══ Excerpted text ══

Apache Spark&trade; allows for the creation of robust job failure strategies

## In this lesson you:
* Use antijoins to ensure that duplicate records are not loaded into your target database
* Design a job failure monitoring strategy using job ID's
* Evaluate job failure recovery strategies for idempotence 


### Idempotent Failure Recovery

Jobs can fail for any number of reasons.  The majority of job failures are caused by input/output (I/O) problems but other issues include schema evolution, data corruption, and hardware failures.  Recovery from job failure should be guided by the principle of *idempotence, or the property of operations whereby the operation can be applied multiple times without changing the results beyond the first application.*

More technically, the definition of idempotence is as follows where a function `f` applied to `x` is equal to that function applied to `x` two or more times:

&nbsp;&nbsp;&nbsp;&nbsp;`f(x) = f(f(x)) = f(f(f(x))) = ...`

In ETL job recovery, we need to be able to run a job multiple times and get our data into our target database without duplicates.  This can be accomplished in a few ways:<br><br>

* A **left antijoin** of new data on data already in a database will give you only the data that was not inserted
* Overwriting all data is a resource-intensive way to ensure that all data was written
* The transactionality of databases enable all-or-nothing database writes where failure of any part of the job will not result in any committed data
* Leveraging primary keys in a database will only write data where the primary key is not already present or upsert the data

Run the following cell to create the lab environment:

In [1]:
#MODE = "LOCAL"
MODE = "CLUSTER"

import sys
from pyspark.sql import SparkSession
from pyspark import SparkConf
import os
from pyspark.sql import SparkSession
from pyspark.sql import Row
from pyspark import SparkConf
from pyspark.sql.types import *
from pyspark.sql import functions as F
from pyspark.storagelevel import StorageLevel
from matplotlib import interactive
interactive(True)
import matplotlib.pyplot as plt
%matplotlib inline
import json
import math
import numbers
import numpy as np
import plotly
import uuid
import time
plotly.offline.init_notebook_mode(connected=True)

sys.path.insert(0,'../../src')
from settings import *

try:
    fh = open('../../libs/pyspark24_py36.zip', 'r')
except FileNotFoundError:
    !aws s3 cp s3://devops.intellinum.co/bins/pyspark24_py36.zip ../../libs/pyspark24_py36.zip

try:
    spark.stop()
    print("Stopped a SparkSession")
except Exception as e:
    print("No existing SparkSession detected")
    print("Creating a new SparkSession")

SPARK_DRIVER_MEMORY= "1G"
SPARK_DRIVER_CORE = "1"
SPARK_EXECUTOR_MEMORY= "1G"
SPARK_EXECUTOR_CORE = "1"

═══
══ Supplied entries ══

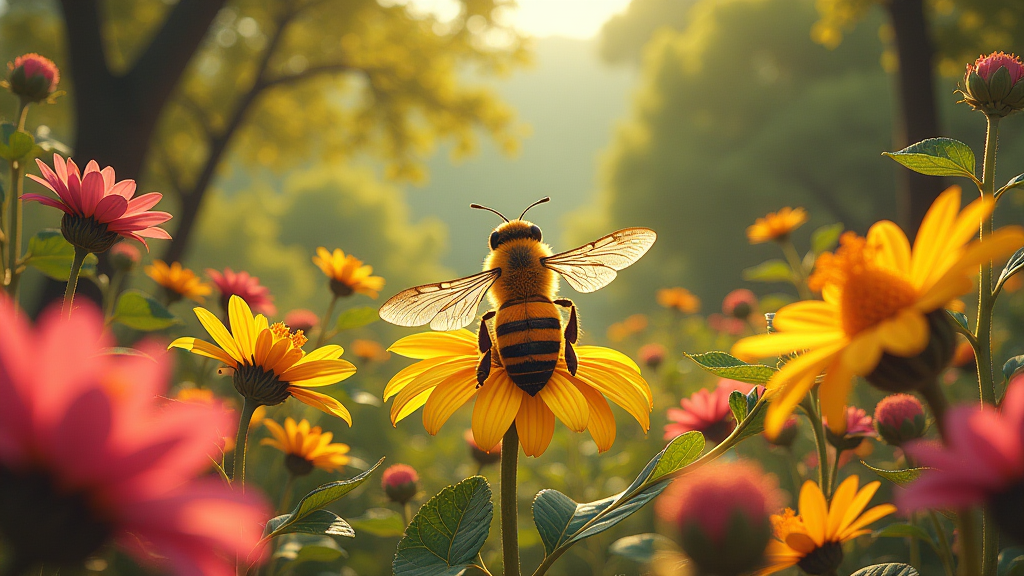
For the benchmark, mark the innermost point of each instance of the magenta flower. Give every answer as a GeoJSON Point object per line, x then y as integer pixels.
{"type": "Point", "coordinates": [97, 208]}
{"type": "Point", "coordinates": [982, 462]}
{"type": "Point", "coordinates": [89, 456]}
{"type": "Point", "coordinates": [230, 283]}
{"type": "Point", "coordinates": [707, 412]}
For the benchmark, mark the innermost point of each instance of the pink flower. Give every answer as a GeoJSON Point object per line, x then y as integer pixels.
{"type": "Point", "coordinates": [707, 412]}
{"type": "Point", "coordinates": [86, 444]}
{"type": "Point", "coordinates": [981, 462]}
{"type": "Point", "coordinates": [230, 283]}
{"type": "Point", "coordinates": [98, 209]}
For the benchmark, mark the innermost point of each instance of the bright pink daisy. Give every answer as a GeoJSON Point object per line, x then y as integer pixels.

═══

_Objective_
Answer these questions from the Spark lesson excerpt:
1. What causes the majority of job failures?
2. What does a left antijoin of new data on data already in a database give you?
3. Which value is assigned to SPARK_DRIVER_MEMORY?
The material has no connection to the Spark lesson excerpt.

_Written answer_
1. Input/output (I/O) problems.
2. Only the data that was not inserted.
3. "1G"